Someone commented recently on Jesus’ ability to sleep in a boat crossing the Sea of Galilee during a terrible storm that He “could sleep because, in His world, there are no storms."
Sounds good, but Jesus was in our world. Of course there were storms in Jesus' world because He was in our world! That was the point of Him being here. He was here as a human being to show God's people what is possible for human beings in this realm. We may progress in our faith that we too can walk fully trusting in God as He did but this is a journey of experience, not just a set of faith principles.
The thing that concerns me about this statement is that no one should think that a denial of the existence of storms is truly what was meant by “resting” in the midst of storms. That only works until the storm bursts through our self-deception.
I have been in the ‘faith movement' long enough to know that too many think faith is the focal point, and that living the successful Christian life is mostly just a matter of thinking rightly. Having faith and speaking faith are wonderful foundational truths but the pit fall is that many people put their faith in their own faith. Faith comes by hearing, and hearing by the word of God. So we believe what the word of God says and our belief becomes trust that grows out of our experience with God’s faithfulness. Our faith is in God, not in faith.
There may be no storms in Heaven, but in this world, brother, there are storms! Even Jesus experienced storms. Hebrews 2:17-18 says, Therefore, in all things He had to be made like His brethren....For in that He Himself has suffered, being tempted, He is able to aid those who are tempted.
If there were no real storms to test His 'mettle' then in that way Jesus was not like us. I believe He was like us in every human way otherwise we could not follow in His example. He would have an advantage that we could never rise to. He was made like us so we could see an example of what we can become.

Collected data

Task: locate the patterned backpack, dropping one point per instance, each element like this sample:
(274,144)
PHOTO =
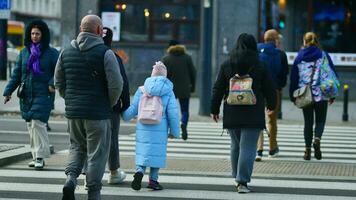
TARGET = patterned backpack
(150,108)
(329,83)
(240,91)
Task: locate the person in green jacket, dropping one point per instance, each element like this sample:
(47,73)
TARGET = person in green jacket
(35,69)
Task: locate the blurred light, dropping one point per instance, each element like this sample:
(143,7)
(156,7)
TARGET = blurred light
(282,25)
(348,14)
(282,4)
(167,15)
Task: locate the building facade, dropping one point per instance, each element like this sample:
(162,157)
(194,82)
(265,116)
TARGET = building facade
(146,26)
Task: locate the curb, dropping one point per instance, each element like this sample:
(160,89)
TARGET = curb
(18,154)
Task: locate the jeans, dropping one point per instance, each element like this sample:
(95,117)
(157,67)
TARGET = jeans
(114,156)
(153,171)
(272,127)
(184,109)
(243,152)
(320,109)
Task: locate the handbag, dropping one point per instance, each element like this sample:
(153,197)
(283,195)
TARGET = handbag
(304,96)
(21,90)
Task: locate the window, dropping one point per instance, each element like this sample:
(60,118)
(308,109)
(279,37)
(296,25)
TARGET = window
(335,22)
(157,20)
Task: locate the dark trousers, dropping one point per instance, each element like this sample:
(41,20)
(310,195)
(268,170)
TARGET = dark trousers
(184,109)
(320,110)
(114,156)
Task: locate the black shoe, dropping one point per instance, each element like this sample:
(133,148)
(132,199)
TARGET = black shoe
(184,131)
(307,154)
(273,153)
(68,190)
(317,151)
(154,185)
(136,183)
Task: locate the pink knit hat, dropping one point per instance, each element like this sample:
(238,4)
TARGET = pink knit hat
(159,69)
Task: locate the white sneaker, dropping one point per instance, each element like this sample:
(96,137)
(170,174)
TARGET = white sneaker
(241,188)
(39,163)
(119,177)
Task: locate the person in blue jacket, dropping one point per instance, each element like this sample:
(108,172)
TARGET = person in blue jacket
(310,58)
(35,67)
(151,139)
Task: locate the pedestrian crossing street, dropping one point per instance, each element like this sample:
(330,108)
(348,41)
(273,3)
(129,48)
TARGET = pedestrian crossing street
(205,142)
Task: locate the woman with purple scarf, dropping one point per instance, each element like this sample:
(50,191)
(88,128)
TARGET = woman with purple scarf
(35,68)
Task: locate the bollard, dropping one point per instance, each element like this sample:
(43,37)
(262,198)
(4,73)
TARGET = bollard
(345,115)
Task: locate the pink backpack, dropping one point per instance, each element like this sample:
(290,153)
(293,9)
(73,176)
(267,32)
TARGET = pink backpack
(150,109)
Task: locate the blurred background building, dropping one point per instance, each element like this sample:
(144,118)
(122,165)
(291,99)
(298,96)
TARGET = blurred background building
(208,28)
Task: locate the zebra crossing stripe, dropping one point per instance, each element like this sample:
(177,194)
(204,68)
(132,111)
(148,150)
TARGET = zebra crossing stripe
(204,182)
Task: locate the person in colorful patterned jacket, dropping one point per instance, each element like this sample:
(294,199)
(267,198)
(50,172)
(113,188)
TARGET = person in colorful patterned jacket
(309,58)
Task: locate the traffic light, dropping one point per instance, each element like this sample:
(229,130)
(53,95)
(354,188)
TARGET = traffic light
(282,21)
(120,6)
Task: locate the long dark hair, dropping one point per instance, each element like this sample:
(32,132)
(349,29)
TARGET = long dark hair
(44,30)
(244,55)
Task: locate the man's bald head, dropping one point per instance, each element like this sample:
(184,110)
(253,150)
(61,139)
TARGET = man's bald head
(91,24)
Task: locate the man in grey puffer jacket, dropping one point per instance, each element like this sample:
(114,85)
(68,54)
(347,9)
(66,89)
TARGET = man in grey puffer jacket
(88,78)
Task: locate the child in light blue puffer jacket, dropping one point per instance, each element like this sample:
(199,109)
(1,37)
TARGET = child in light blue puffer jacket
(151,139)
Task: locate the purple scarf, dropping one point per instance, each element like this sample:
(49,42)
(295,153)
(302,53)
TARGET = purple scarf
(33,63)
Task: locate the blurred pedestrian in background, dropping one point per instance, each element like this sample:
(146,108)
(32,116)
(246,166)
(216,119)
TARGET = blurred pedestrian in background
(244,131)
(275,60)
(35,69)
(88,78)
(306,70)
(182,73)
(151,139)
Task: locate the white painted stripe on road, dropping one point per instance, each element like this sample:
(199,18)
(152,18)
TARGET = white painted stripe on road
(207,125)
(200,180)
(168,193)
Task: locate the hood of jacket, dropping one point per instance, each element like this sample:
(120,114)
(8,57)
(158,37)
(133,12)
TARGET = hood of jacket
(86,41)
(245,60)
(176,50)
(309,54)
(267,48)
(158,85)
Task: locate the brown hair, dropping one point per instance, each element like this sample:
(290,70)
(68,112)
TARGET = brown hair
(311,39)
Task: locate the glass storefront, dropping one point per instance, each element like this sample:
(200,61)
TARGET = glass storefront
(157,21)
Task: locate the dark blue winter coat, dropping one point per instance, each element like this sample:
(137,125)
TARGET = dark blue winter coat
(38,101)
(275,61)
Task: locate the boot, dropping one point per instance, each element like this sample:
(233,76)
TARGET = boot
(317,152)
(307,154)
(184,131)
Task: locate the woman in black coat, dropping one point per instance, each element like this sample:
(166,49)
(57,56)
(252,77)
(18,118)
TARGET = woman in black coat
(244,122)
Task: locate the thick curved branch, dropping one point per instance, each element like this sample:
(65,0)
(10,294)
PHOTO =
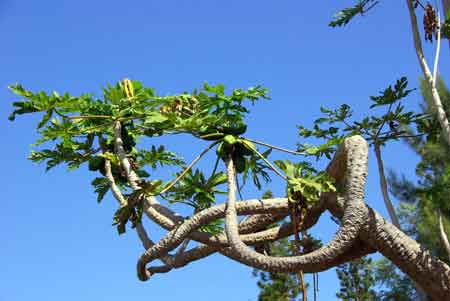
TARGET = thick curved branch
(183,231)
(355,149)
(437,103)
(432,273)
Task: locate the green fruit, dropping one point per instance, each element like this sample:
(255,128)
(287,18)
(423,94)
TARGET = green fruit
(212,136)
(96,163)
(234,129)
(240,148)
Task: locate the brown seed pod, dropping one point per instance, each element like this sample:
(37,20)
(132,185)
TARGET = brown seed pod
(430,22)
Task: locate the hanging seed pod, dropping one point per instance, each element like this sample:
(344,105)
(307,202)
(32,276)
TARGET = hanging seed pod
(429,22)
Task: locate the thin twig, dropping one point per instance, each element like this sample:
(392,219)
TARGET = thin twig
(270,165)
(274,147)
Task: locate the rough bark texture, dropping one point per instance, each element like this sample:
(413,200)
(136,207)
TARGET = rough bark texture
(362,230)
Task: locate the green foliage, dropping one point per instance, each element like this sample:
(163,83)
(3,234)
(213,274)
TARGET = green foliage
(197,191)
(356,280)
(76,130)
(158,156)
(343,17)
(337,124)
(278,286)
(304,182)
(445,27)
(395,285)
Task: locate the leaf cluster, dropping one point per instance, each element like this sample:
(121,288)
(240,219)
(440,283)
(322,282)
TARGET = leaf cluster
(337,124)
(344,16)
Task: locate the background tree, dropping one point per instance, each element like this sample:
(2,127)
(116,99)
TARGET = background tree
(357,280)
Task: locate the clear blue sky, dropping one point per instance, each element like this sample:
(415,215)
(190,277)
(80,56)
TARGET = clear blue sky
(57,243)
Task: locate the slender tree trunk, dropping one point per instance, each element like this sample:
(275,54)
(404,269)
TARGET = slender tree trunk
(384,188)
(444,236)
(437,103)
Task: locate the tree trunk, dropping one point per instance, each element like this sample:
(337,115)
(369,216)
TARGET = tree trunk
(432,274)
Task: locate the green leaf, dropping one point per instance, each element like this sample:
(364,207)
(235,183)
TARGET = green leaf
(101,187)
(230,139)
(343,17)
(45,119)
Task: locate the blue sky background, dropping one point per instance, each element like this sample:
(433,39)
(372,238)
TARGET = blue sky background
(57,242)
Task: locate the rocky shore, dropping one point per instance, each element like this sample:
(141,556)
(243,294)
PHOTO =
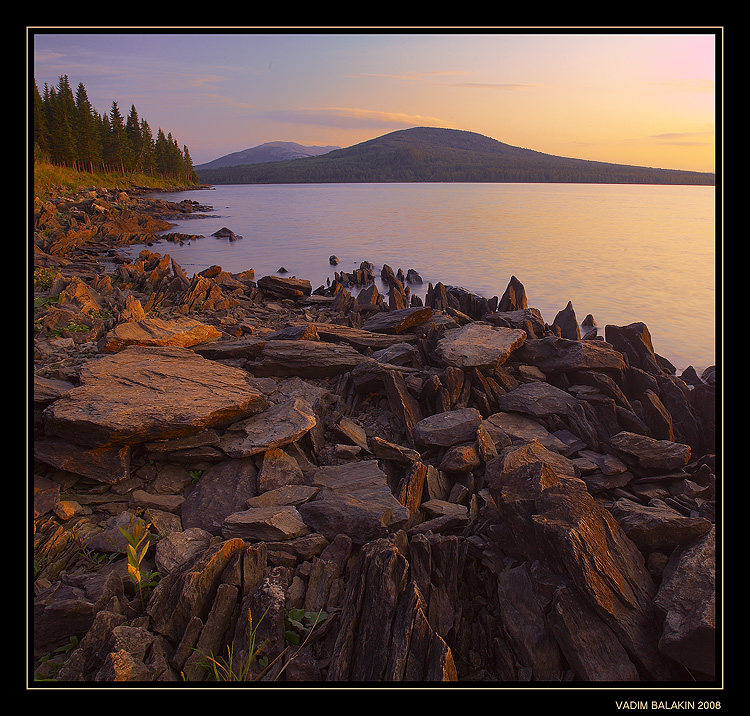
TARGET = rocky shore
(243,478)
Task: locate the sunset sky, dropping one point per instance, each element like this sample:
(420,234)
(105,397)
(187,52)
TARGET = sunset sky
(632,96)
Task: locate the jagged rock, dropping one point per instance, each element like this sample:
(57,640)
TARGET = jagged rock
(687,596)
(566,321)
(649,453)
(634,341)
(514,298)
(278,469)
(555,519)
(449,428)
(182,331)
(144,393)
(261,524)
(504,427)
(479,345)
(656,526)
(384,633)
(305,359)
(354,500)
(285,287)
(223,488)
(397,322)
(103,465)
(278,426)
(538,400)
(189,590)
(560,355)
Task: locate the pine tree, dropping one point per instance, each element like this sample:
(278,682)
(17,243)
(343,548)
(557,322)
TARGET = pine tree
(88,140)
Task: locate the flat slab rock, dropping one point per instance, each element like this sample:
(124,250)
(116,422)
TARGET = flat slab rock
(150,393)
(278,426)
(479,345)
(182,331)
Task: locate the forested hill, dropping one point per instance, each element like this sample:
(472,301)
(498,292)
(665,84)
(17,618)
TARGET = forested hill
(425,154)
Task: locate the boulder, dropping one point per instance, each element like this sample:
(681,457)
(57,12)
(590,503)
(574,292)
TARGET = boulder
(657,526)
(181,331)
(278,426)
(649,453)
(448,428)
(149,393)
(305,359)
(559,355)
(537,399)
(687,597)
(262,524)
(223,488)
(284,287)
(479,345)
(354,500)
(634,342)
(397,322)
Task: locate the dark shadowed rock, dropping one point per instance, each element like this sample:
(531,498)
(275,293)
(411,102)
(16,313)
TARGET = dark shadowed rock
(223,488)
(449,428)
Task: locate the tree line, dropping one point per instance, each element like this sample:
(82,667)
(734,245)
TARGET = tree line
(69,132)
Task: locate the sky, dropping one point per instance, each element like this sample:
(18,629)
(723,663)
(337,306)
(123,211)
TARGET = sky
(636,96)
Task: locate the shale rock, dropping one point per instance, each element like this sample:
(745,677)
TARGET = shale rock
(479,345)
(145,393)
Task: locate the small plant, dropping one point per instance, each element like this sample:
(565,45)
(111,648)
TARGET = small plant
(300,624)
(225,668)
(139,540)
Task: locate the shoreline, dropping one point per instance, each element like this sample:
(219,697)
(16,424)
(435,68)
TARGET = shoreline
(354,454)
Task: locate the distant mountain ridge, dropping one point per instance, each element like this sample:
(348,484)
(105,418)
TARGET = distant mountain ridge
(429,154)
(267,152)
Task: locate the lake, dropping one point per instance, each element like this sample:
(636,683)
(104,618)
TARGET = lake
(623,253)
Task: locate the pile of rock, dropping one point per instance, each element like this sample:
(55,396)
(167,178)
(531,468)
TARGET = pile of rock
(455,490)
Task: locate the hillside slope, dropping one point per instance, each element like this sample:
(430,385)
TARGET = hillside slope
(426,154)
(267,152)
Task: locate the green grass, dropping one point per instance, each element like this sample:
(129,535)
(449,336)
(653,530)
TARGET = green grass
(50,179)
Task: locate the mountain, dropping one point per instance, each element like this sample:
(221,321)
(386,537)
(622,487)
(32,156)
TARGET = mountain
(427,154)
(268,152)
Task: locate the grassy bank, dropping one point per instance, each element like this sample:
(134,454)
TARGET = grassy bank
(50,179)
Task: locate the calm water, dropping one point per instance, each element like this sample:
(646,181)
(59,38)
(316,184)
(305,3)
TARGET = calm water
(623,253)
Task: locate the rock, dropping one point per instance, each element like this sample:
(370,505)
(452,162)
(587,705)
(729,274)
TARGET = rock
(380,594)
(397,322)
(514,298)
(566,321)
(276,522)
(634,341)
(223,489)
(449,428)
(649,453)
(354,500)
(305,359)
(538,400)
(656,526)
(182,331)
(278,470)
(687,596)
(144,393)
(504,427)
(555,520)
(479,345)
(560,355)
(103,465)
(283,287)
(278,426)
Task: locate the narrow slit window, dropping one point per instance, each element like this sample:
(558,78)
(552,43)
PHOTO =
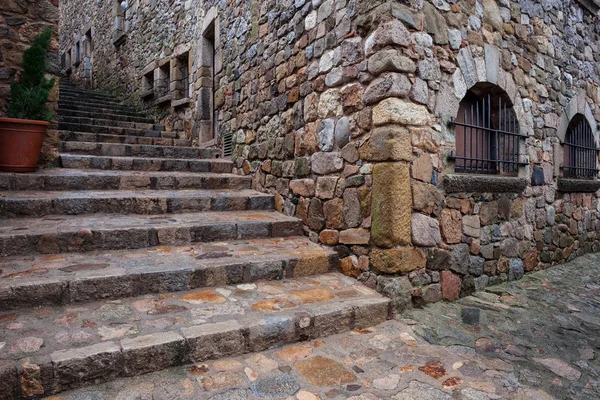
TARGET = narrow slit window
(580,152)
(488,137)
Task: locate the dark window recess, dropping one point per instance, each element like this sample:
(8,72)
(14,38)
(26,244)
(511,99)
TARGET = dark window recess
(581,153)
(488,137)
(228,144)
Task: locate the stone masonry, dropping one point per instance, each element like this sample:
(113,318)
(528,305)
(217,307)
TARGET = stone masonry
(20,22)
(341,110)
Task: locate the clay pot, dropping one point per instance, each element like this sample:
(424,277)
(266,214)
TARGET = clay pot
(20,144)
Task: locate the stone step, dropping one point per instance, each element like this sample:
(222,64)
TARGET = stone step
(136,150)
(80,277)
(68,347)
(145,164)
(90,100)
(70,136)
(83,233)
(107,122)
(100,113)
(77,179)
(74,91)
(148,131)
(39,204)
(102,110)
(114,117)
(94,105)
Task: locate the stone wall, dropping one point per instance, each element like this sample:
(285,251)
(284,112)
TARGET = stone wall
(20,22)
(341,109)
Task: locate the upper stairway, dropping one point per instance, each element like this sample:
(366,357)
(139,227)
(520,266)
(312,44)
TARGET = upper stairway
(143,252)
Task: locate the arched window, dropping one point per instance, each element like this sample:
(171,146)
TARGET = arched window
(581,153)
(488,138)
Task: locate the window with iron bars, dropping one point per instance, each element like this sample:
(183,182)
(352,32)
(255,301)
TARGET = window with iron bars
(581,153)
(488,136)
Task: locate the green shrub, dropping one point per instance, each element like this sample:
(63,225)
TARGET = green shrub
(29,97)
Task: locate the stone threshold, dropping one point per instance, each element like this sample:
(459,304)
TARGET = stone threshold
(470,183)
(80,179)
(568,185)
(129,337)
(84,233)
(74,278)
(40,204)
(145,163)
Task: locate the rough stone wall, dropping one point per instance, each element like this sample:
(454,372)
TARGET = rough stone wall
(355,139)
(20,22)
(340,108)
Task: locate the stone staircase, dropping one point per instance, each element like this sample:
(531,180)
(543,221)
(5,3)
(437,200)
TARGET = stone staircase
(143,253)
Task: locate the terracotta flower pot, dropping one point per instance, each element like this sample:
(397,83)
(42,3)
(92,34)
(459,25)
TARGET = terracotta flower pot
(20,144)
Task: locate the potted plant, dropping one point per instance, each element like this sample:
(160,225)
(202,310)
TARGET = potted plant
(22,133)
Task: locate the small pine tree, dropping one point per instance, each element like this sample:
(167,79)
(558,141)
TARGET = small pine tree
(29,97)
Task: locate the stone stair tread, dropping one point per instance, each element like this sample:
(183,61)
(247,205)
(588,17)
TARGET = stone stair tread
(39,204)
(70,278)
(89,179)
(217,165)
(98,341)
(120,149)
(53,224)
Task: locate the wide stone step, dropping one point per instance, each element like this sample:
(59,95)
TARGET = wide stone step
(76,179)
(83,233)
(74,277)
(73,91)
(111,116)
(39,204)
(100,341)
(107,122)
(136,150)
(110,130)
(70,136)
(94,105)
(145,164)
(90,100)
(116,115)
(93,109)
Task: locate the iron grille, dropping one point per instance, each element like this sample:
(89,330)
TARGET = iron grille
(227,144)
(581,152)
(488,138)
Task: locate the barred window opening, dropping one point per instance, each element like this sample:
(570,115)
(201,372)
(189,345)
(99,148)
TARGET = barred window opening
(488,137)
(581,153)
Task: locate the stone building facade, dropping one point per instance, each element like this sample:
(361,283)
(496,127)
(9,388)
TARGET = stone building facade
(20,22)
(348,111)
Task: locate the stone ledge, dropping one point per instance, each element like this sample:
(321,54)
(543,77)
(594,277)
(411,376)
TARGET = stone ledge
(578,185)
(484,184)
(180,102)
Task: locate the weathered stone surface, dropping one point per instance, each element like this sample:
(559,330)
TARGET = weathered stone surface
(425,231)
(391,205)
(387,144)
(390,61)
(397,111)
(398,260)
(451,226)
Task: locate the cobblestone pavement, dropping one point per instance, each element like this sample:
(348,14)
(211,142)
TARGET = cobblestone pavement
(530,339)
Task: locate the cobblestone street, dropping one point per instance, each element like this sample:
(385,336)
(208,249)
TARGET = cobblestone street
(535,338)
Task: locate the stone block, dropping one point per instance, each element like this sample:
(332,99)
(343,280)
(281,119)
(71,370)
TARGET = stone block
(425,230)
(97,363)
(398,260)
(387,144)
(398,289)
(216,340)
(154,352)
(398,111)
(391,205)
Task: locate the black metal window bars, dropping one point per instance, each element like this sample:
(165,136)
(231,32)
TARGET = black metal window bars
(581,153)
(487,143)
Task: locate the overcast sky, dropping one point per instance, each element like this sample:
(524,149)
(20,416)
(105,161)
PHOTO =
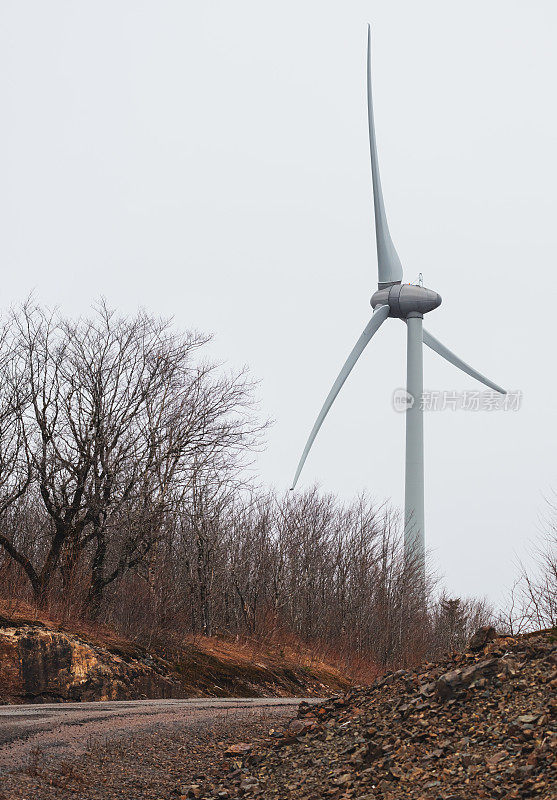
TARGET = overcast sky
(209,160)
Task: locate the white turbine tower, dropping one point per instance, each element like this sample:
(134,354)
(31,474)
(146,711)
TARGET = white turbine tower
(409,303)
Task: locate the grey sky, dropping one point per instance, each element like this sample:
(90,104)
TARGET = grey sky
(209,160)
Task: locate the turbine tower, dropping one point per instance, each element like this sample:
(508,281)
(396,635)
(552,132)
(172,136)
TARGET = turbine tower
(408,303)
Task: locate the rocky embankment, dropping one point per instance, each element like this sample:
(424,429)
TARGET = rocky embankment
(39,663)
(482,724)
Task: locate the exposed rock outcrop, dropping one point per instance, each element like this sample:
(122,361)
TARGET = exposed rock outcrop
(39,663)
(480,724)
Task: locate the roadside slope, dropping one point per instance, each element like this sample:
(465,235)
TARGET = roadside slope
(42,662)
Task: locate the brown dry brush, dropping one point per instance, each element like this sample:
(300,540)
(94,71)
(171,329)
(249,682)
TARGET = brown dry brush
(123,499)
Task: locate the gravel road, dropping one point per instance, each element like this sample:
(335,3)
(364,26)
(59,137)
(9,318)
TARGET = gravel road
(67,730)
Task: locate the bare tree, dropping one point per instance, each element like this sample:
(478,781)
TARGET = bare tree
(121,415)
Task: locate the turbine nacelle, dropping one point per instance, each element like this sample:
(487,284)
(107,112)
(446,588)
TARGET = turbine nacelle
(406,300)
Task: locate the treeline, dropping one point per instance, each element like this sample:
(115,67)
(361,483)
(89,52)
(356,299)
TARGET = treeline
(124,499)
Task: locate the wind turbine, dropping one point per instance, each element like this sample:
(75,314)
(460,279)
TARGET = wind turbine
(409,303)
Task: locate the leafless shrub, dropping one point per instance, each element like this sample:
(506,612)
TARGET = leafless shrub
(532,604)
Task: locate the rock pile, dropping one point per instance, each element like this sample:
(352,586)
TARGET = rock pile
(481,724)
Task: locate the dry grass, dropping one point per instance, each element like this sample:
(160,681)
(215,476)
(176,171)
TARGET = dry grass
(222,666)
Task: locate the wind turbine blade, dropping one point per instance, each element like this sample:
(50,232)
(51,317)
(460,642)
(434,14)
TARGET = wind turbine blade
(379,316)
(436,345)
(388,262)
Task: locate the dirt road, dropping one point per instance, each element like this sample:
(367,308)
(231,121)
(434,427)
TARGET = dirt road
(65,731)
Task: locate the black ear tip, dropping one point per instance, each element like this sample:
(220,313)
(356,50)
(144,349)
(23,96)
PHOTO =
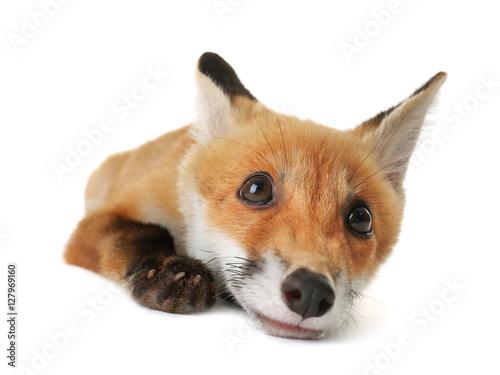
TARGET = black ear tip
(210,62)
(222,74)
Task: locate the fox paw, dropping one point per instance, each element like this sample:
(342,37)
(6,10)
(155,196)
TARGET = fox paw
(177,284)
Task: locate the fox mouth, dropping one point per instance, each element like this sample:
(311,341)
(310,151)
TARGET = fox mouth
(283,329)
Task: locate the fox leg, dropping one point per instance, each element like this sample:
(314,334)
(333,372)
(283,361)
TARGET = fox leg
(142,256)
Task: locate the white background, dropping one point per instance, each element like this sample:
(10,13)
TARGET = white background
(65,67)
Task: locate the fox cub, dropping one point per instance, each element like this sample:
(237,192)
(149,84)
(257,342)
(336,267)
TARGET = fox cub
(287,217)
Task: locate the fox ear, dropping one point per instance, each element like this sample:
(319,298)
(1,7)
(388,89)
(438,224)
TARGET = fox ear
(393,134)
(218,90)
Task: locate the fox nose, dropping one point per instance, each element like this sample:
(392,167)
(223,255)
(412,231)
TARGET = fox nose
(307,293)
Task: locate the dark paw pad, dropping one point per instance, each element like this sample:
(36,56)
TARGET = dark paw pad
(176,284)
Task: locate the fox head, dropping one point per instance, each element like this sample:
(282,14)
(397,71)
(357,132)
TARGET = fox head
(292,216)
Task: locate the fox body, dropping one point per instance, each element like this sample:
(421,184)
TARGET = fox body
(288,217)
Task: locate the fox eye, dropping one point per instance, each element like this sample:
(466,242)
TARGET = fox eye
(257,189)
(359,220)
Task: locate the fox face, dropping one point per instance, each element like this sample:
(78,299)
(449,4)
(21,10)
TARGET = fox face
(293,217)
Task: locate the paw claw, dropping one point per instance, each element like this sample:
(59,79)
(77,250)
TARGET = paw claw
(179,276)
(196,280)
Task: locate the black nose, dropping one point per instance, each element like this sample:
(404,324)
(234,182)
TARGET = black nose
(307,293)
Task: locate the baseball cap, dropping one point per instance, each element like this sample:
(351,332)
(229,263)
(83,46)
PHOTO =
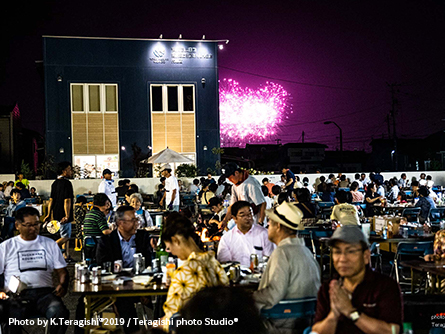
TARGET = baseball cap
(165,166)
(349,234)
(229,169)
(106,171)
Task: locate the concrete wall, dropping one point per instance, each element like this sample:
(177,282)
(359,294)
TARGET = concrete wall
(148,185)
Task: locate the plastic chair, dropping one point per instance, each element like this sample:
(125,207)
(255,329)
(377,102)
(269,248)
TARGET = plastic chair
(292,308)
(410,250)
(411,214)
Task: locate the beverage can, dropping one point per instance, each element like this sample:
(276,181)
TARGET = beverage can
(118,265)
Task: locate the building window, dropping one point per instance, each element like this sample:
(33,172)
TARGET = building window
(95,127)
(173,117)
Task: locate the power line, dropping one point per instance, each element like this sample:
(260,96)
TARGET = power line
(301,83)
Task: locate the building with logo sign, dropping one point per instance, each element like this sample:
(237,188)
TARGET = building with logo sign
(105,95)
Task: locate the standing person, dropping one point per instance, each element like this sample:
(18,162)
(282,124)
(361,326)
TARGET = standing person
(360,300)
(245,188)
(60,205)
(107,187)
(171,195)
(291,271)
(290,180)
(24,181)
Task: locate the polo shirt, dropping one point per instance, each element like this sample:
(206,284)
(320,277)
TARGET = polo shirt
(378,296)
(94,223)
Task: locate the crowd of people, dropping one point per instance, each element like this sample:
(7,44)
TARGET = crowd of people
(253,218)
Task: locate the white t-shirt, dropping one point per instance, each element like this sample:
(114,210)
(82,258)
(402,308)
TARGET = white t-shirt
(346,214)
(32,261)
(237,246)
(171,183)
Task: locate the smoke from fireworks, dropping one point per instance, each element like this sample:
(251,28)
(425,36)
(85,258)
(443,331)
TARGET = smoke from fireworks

WORK TO COMPLETE >>
1. Pull out every line of the records that contains the word "arched".
2. Resume the piece on Jesus and the storm, starting after its final sentence.

FINAL RESULTS >>
1.
Task: locate the arched window, dropping one point per instance, each element like this sample:
TARGET = arched window

2.
When we understand that His purpose in coming into our world as a “son of man” was to show us what is possible if we allow ourselves to be transformed in His likeness - that changes things! How we look at things changes – including how we look at the things which we suffer and the storms that come against us in life.
Jesus could sleep in the boat during a terrible storm because He was fully persuaded that God had sent Him here with a mission that would be fulfilled. No storm in hell could prevent Him from fulfilling that mission.
I don’t think we appreciate enough how Jesus grew up even in the things of God as a “son of man”. I don’t believe He entered this world all-knowing, but that Jesus increased in wisdom and stature, and in favor with God and men. We should not mistake the point that Jesus came to live like us and be like us in all of the experiences of human life.
In the incident in Jerusalem when Jesus was twelve and had stayed behind listening and asking questions of the teachers in the temple, when his parents confronted him frightened and anxious at having lost him, it says that he went back to Nazareth with them and “was subject to them.” He had answered them that He must be about His Father’s business, but He wasn’t teaching in the temple, He was there learning and asking questions of the teachers of the Word of God.
He was submitted to his earthly parents and human teachers as any normal boy, a true “son of man.” I believe that Jesus learned from the scriptures what His destiny in this world was. He learned like we learn from the word of God and from the storms of human life.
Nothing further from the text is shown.